__WORK INSTRUCTIONS__.
1 - In the mission trip account, what did Gabriella doodle on her leg during a quiet moment?
2 - Write the next part of the mission trip account, picking up after its final sentence.

__PAGE EXTRACT__.
--- START ---

Also, my own Gabriella.  She worked doing various things on this trip; dental hygiene teaching, boat clean-up, and participated in a rather unorthodox musical performance involving a rhythmic cup game during the service in which the favela pastor accompanied the beat with an original rap about which I am sure was God.  Her Portuguese stretched my abilities hugely.  Mostly Gabriella worked alongside me in the pharmacy until she could read the doctors scripts just as well as I.  During a quiet moment, she doodled the 5 most popular medications on her leg and we laughed that she now knows how to treat various different types of parasites.  Let's just see where God takes her with that!

The two villages we visited were similar to so many others that I have visited.  The men fished or worked in the manioc fields, bring in the last of the crop; still green so that they won't loose it as the river threatens to flood their fields. Mothers as young as 14 and no one blinks an eye.  I spoke with several women whose babies were born at home and had not seen a doctor (until we arrived) despite having what to me was an obvious syndrome of some sort and also a cleft lip.  Our first patient one morning was an 18 year old boy having a sever asthmatic exacerbation. The doctor told me to draw up some epi, but I couldn't because we were out of IV dilutant.  So we prayed and gave him some oral meds. He sat in my clinic two hours so I could watch him (technically listen). Another one of the young guys on the team sat with him, discussed life with asthma where there are no doctors and prayed for him.

--- END ---

__ENTRIES SUPPLIED__.
--- START ---

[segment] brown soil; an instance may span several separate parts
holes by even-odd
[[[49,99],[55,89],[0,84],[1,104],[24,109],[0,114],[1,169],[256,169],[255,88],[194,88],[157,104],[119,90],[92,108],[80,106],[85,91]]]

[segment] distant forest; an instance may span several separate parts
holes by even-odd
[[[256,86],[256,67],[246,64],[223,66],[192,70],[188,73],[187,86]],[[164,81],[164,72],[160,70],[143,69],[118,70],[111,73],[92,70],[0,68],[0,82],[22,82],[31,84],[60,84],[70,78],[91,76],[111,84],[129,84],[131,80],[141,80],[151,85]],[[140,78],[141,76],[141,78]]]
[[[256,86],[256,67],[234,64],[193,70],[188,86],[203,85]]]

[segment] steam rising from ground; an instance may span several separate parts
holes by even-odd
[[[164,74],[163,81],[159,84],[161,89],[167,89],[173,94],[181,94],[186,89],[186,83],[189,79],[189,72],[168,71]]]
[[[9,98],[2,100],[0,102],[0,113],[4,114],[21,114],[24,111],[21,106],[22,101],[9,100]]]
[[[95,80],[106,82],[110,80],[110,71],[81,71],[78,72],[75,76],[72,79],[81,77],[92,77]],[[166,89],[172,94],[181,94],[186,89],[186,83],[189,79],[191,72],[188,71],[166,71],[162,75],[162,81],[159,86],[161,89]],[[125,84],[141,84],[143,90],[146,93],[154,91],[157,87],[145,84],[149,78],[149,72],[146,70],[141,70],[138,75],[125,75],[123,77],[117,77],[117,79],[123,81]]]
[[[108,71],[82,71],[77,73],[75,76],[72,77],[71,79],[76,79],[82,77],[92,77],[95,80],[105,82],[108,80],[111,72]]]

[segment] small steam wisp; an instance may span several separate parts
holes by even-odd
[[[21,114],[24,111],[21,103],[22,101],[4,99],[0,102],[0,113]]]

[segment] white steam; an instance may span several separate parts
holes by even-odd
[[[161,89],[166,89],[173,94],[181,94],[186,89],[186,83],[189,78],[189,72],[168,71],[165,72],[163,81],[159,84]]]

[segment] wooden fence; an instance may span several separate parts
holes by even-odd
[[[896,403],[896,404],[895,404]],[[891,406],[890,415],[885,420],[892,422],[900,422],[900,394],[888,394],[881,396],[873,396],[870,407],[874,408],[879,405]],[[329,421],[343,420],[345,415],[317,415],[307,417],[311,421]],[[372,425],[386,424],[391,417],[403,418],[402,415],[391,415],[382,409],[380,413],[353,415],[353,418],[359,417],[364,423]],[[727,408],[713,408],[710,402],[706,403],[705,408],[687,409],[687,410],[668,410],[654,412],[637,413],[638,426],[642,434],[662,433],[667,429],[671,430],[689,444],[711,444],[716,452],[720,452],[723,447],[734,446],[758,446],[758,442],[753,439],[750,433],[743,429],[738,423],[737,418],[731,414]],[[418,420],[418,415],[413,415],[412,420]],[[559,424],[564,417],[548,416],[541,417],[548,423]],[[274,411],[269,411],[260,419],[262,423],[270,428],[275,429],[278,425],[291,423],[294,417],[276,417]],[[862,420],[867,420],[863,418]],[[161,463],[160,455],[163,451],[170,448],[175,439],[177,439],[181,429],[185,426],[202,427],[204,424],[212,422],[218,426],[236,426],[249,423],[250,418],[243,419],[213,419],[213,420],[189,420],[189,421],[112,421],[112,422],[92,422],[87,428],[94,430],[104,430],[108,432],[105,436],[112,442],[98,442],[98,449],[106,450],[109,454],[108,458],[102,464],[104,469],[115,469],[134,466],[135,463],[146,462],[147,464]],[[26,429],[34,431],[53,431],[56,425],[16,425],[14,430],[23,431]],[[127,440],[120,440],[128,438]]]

--- END ---

__ANSWERS IN ORDER__.
1 - The 5 most popular medications.

2 -
The children watched while we turned this home into a temporary doctor's office.


One family brought Gabriella and I some abiu fruit from their yard. 

In the second village we were able to use a multi-room school for both triage, medical clinic, pharmacy and the dentist room.


Gabriella got to know the Asas stock of medication and how to say them in Portuguese. 

After going to triage, patients sat in this "waiting room."  Which makes for a good time to do oral hygiene teaching or just chat.

Everyone gets a little cup and toothbrush and a demonstration on how to brush properly.  Much needed teaching as evidenced by how many teeth get pulled.  One little 8 year old boy had 3 teeth pulled as he sat alone on a hard wooden bench. And with gauze still in his mouth, and with thankfulness to have his pain relieved, he climbed into his canoe and paddled back home all by himself.

The first village had a one-room school house that we turned into both a pharmacy and the dentist room.

A church served as the triage station and our team did games, songs and stories while the children waited with their families.

Gabriella organizing and chatting with an observer.

We bring large plastic barrels filled with everything we need for clinics; transportable dentist chairs, overhead lights, batteries, trays, medications, medical forms.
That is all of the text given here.